• Passage given
========================================
Re: [CONNECT] New Clients for Go and Rust

2023-05-26 Thread Maciej
It might be a good idea to have a discussion about how new connect 
clients fit into the overall process we have. In particular:


 * Under what conditions do we consider adding a new language to the
   official channels?  What process do we follow?
 * What guarantees do we offer in respect to these clients? Is adding a
   new client the same type of commitment as for the core API? In other
   words, do we commit to maintaining such clients "forever" or do we
   separate the "official" and "contrib" clients, with the later being
   governed by the ASF, but not guaranteed to be maintained in the future?
 * Do we follow the same release schedule as for the core project, or
   rather release each client separately, after the main release is
   completed?

Also, an elephant in the room is the future of the current API in Spark 
4 and onwards. As useful as connect is, it is not exactly a replacement 
for many existing deployments. Furthermore, it doesn't make extending 
Spark much easier and the current ecosystem is, subjectively speaking, a 
bit brittle.


--
Best regards,
Maciej


On 5/26/23 07:26, Martin Grund wrote:
Thanks everyone for your feedback! I will work on figuring out what it 
takes to get started with a repo for the go client.


On Thu 25. May 2023 at 21:51 Chao Sun  wrote:

+1 on separate repo too

On Thu, May 25, 2023 at 12:43 PM Dongjoon Hyun
 wrote:
>
> +1 for starting on a separate repo.
>
> Dongjoon.
>
> On Thu, May 25, 2023 at 9:53 AM yangjie01 
wrote:
>>
>> +1 on start this with a separate repo.
>>
>> Which new clients can be placed in the main repo should be
discussed after they are mature enough,
>>
>>
>>
>> Yang Jie
>>
>>
>>
>> 发件人: Denny Lee 
>> 日期: 2023年5月24日 星期三 21:31
>> 收件人: Hyukjin Kwon 
>> 抄送: Maciej , "dev@spark.apache.org"

>> 主题: Re: [CONNECT] New Clients for Go and Rust
>>
>>
>>
>> +1 on separate repo allowing different APIs to run at different
speeds and ensuring they get community support.
>>
>>
>>
>> On Wed, May 24, 2023 at 00:37 Hyukjin Kwon
 wrote:
>>
>> I think we can just start this with a separate repo.
========================================
• Given material
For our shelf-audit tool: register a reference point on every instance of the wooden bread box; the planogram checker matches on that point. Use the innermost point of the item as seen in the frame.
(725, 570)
========================================
• Set task 1
Based on the thread about new Go and Rust clients, do these statements agree with it? Answer yes or no for each, and quote the deciding words.
(a) Maciej asks whether each client might be released on its own after the main release.
(b) Martin Grund says he will look into starting a repo for the Rust client.
(c) Yang Jie wants new clients to go into the main repo right away.
• Set task 2
Pick up the thread about new Go and Rust clients after its last line, and write what comes next.

• Expected output 1
(a) Yes: "rather release each client separately, after the main release is completed?"
(b) No: "I will work on figuring out what it takes to get started with a repo for the go client."
(c) No: "Which new clients can be placed in the main repo should be discussed after they are mature enough,"

• Expected output 2
>> I am fine with the second option too but in this case we would
have to triage which language to add into the main repo.
>>
>>
>>
>> On Fri, 19 May 2023 at 22:28, Maciej 
wrote:
>>
>> Hi,
>>
>>
>>
>> Personally, I'm strongly against the second option and have
some preference towards the third one (or maybe a mix of the first
one and the third one).
>>
>>
>>
>> The project is already pretty large as-is and, with an
extremely conservative approach towards removal of APIs, it only
tends to grow over time. Making it even larger is not going to
make things more maintainable and is likely to create an entry
barrier for new contributors (that's similar to Jia's arguments).
>>
>>
>>
>> Moreover, we've seen quite a few different language clients
over the years and all but one or two survived while none is
particularly active, as far as I'm aware.  Taking responsibility
for more clients, without being sure that we have resources to
maintain them and there is enough community around them to make
such effort worthwhile, doesn't seem like a good idea.
>>
>>
>>
>> --
>>
>> Best regards,
>>
>> Maciej Szymkiewicz
>>
>>
>>
>> Web: https://zero323.net
>>
>> PGP: A30CEF0C31A501EC
>>
>>
>>
>>
>>
>> On 5/19/23 14:57, Jia Fan wrote:
>>
>> Hi,
>>
>>
>>
>> Thanks for contribution!
>>
>> I prefer (1). There are some reason:
>>
>>
>>
>> 1. Different repository can maintain independent versions,
different release times, and faster bug fix releases.
>>
>>
>>
>> 2. Different languages have different build tools. Putting them
in one repository will make the main repository more and more
complicated, and it will become extremely difficult to perform a
complete build in the main repository.
>>
>>
>>
>> 3. Different repository will make CI configuration and execute
easier, and the PR and commit lists will be clearer.
>>
>>
>>
>> 4. Other repository also have different client to governed,
like clickhouse. It use different repository for jdbc, odbc, c++.
Please refer:
>>
>> https://github.com/ClickHouse/clickhouse-java
>>
>> https://github.com/ClickHouse/clickhouse-odbc
>>
>> https://github.com/ClickHouse/clickhouse-cpp
>>
>>
>>
>> PS: I'm looking forward to the javascript connect client!
>>
>>
>>
>> Thanks Regards
>>
>> Jia Fan
>>
>>
>>
>> Martin Grund  于2023年5月19日周五 20:03写道:
>>
>> Hi folks,
>>
>>
>>
>> When Bo 

Re: [DISCUSS] Add SQL functions into Scala, Python and R API

2023-05-26 Thread Maciej
Weren't some of these functions provided only for compatibility  and 
intentionally left out of the language APIs?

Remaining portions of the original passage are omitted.